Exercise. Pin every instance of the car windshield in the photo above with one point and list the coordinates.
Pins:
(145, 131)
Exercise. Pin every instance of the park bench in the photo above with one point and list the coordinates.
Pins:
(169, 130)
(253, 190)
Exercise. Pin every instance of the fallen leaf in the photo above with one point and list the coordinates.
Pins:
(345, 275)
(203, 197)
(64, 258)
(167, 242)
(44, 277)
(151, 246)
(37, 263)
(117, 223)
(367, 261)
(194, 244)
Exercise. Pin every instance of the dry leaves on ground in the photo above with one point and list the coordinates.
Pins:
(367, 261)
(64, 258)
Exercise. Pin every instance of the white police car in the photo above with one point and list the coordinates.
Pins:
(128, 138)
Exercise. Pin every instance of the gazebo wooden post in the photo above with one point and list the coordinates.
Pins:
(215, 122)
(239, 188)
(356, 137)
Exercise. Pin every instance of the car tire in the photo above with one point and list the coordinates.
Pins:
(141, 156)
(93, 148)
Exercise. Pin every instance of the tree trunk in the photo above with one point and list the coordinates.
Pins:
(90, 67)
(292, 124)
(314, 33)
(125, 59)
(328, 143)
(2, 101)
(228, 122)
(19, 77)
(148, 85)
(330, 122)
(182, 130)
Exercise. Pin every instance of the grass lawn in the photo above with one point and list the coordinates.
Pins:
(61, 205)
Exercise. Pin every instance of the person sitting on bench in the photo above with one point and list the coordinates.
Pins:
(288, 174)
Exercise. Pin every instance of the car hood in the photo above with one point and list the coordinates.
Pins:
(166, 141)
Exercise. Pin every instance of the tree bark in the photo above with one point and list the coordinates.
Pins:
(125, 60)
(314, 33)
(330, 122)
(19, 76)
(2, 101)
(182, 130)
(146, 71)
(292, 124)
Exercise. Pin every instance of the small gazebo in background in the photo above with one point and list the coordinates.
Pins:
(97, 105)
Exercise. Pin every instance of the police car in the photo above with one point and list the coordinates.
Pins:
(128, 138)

·····

### Problem to work on
Convert all of the data above into a two-column CSV with the headers "instruction" and "coordinates", one row per instruction. Put each instruction's text and its answer in their own quoted fields, replacing line breaks with spaces.

### Solution to this problem
instruction,coordinates
"Exercise. Pin every instance of the car windshield in the photo above with one point and list the coordinates. Pins:","(145, 131)"
"Exercise. Pin every instance of the park bench in the photo above with one point and list the coordinates. Pins:","(169, 130) (253, 190)"
"Exercise. Pin every instance of the fallen leaf in the photo above with one point and list the coordinates. Pins:","(345, 275) (203, 197) (64, 258) (167, 242) (44, 277) (151, 246) (37, 263) (117, 223) (367, 261) (194, 244)"
"Exercise. Pin every instance of the dry leaves on ground in the photo above with one point and list the coordinates. Pins:","(367, 261) (64, 258)"
"Exercise. Pin every instance of the white police car in the photo above with one point and list the coordinates. Pins:","(128, 138)"
"Exercise. Pin every instance of the gazebo wooden post in the photo above with one point and list the coordinates. Pins:","(215, 122) (239, 188) (356, 137)"
"Exercise. Pin every instance of the car tire in the photo above with one point and list the coordinates. Pins:","(141, 156) (93, 148)"
"Exercise. Pin every instance of the tree trunk in the photo above with one point and list the coordinates. Pins:","(90, 67) (292, 124) (314, 33) (125, 59) (328, 143) (2, 101) (228, 122) (19, 77) (148, 85) (330, 122) (182, 130)"
"Exercise. Pin every instance of the grass lawn in the photo above with one point and list the coordinates. Pins:","(61, 205)"
"Exercise. Pin every instance of the person sitting on bench in the photo above with one point and list the coordinates. Pins:","(288, 174)"
"Exercise. Pin every instance of the car hood in the photo above with one point and list the coordinates. Pins:","(166, 141)"
"Exercise. Pin every instance of the tree bark in the photo above with one point and list the coordinates. Pins:","(125, 60) (314, 33) (330, 122) (19, 76) (2, 101) (182, 130) (146, 71) (292, 124)"
"Exercise. Pin every instance of the small gazebo in background in the photo above with one point and list the coordinates. Pins:","(97, 105)"
"Exercise. Pin every instance of the police car in the photo above with one point and list the coordinates. Pins:","(128, 138)"